Stored records -
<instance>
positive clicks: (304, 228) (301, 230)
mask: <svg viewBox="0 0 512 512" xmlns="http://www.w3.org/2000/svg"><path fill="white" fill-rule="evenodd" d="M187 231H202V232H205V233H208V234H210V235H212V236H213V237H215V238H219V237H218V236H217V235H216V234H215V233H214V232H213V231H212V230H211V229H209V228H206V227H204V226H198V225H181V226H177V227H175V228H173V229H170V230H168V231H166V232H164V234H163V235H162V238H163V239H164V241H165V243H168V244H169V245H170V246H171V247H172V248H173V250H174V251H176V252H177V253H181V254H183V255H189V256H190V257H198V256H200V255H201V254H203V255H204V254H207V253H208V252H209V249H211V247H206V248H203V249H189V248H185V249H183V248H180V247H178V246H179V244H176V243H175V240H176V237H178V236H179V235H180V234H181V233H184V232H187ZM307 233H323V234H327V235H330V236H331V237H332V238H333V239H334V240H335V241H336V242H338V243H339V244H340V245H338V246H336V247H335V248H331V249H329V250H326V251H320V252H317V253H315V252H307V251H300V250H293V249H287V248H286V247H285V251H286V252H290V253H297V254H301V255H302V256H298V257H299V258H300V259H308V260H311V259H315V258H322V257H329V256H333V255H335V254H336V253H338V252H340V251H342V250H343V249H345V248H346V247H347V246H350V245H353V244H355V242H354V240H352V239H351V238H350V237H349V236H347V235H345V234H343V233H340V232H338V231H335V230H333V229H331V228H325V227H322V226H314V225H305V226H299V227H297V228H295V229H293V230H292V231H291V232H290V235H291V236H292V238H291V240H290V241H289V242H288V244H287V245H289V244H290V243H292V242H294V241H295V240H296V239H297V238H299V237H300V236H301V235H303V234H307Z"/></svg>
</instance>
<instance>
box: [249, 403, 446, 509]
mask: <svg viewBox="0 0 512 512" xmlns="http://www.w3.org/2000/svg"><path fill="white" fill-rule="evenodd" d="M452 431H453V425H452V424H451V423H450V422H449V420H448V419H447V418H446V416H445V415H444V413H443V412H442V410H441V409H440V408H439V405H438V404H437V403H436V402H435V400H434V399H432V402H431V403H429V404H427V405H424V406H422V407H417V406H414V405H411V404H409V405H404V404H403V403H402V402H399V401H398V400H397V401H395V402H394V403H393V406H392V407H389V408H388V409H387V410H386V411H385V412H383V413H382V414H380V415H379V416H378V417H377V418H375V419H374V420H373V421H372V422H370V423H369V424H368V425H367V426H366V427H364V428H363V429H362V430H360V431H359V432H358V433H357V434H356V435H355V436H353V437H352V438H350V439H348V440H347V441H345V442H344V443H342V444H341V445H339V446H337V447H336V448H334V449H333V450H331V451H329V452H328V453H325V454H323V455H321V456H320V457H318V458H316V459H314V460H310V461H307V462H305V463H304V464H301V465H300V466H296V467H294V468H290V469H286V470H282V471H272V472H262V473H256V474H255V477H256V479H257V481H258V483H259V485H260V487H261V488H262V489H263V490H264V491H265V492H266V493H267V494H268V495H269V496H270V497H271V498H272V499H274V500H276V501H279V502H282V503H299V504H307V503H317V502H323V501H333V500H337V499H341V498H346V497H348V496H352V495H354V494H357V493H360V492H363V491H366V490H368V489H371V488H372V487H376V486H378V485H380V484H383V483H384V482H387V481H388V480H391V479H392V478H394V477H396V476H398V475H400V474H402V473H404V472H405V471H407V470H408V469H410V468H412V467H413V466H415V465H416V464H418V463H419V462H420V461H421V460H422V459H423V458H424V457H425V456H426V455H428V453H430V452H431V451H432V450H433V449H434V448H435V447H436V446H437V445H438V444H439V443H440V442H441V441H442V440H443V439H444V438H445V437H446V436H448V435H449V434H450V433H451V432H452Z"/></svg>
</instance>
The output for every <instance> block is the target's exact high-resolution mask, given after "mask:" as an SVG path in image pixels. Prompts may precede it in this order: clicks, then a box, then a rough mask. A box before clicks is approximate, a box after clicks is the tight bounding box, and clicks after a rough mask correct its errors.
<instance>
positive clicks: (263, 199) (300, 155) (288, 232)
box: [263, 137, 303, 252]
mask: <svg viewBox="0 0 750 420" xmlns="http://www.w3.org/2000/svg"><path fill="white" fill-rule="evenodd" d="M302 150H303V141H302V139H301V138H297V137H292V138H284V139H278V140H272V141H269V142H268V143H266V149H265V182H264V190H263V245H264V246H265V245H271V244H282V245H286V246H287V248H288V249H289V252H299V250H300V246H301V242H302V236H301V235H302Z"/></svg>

Brief -
Please transcribe every line of the records above without changing a single character.

Exercise solution -
<instance>
positive clicks: (304, 228) (301, 230)
mask: <svg viewBox="0 0 512 512" xmlns="http://www.w3.org/2000/svg"><path fill="white" fill-rule="evenodd" d="M187 231H202V232H205V233H208V234H210V235H212V236H213V237H215V238H219V237H218V236H217V235H216V234H215V233H214V232H213V231H212V230H211V229H209V228H206V227H204V226H198V225H181V226H177V227H175V228H173V229H170V230H168V231H166V232H164V234H163V235H162V238H163V239H164V241H165V243H168V244H169V245H170V246H171V247H172V248H173V250H174V251H176V252H177V253H181V254H183V255H189V256H190V257H198V256H200V255H201V254H203V255H204V254H207V253H208V252H209V249H211V247H206V248H203V249H189V248H185V249H183V248H180V247H178V246H179V244H176V243H175V240H176V237H178V236H179V235H180V234H181V233H184V232H187ZM307 233H323V234H327V235H330V236H331V237H332V238H333V239H334V240H335V241H336V242H338V243H339V244H340V245H338V246H336V247H335V248H331V249H329V250H326V251H320V252H317V253H315V252H307V251H300V250H293V249H287V248H286V247H285V251H286V252H290V253H297V254H301V255H302V256H298V257H299V258H300V259H308V260H311V259H315V258H322V257H329V256H333V255H335V254H336V253H338V252H340V251H342V250H343V249H345V248H346V247H347V246H350V245H353V244H355V242H354V240H352V239H351V238H350V237H349V236H347V235H345V234H343V233H340V232H338V231H335V230H333V229H331V228H325V227H322V226H314V225H305V226H299V227H297V228H295V229H293V230H292V231H291V232H290V235H291V236H292V238H291V240H290V241H289V242H288V244H287V245H289V244H290V243H292V242H294V241H295V240H296V239H297V238H299V237H300V236H301V235H303V234H307Z"/></svg>
</instance>
<instance>
box: [249, 403, 446, 509]
mask: <svg viewBox="0 0 512 512" xmlns="http://www.w3.org/2000/svg"><path fill="white" fill-rule="evenodd" d="M452 431H453V425H452V424H451V423H450V422H449V420H448V419H447V418H446V416H445V415H444V413H443V412H442V410H441V409H440V408H439V405H438V404H437V403H436V402H435V400H434V399H432V402H431V403H429V404H427V405H424V406H422V407H417V406H414V405H411V404H409V405H404V404H403V403H402V402H399V401H398V400H397V401H395V402H394V403H393V406H392V407H389V408H388V409H387V410H386V411H385V412H383V413H382V414H380V415H379V416H378V417H377V418H375V419H374V420H373V421H372V422H370V423H369V424H368V425H367V426H366V427H364V428H363V429H362V430H360V431H359V432H358V433H357V434H356V435H355V436H353V437H352V438H350V439H348V440H347V441H345V442H344V443H342V444H341V445H339V446H337V447H336V448H334V449H333V450H331V451H329V452H328V453H325V454H323V455H321V456H320V457H318V458H316V459H314V460H310V461H307V462H305V463H304V464H301V465H300V466H296V467H294V468H290V469H286V470H282V471H272V472H262V473H256V474H255V477H256V479H257V481H258V483H259V485H260V487H261V488H262V489H263V490H264V491H265V492H266V493H267V494H268V495H269V496H270V497H271V498H272V499H274V500H276V501H279V502H282V503H299V504H307V503H317V502H323V501H333V500H337V499H341V498H346V497H348V496H352V495H354V494H357V493H360V492H363V491H366V490H368V489H371V488H372V487H376V486H378V485H380V484H383V483H384V482H387V481H388V480H391V479H392V478H394V477H396V476H398V475H400V474H402V473H404V472H405V471H407V470H408V469H410V468H412V467H413V466H415V465H416V464H418V463H419V462H420V461H421V460H422V459H423V458H424V457H425V456H426V455H428V453H430V452H431V451H432V450H433V449H434V448H435V447H436V446H437V445H438V444H439V443H440V442H441V441H442V440H443V439H444V438H445V437H446V436H448V435H449V434H450V433H451V432H452Z"/></svg>
</instance>
The output for every <instance> block is the target's exact high-resolution mask, given after "mask:" as an SVG path in image pixels. Prompts may precede it in this order: clicks, then a box, then a rough mask. A box before clicks is approximate, a box after clicks is the tight bounding box, and clicks after a rough mask correct its errors.
<instance>
positive clicks: (263, 199) (300, 155) (288, 232)
box: [263, 137, 303, 252]
mask: <svg viewBox="0 0 750 420" xmlns="http://www.w3.org/2000/svg"><path fill="white" fill-rule="evenodd" d="M302 150H303V141H302V139H301V138H297V137H292V138H284V139H278V140H272V141H269V142H268V143H266V149H265V182H264V190H263V245H264V246H265V245H271V244H282V245H286V246H287V248H288V249H289V252H299V250H300V246H301V242H302V236H301V235H302Z"/></svg>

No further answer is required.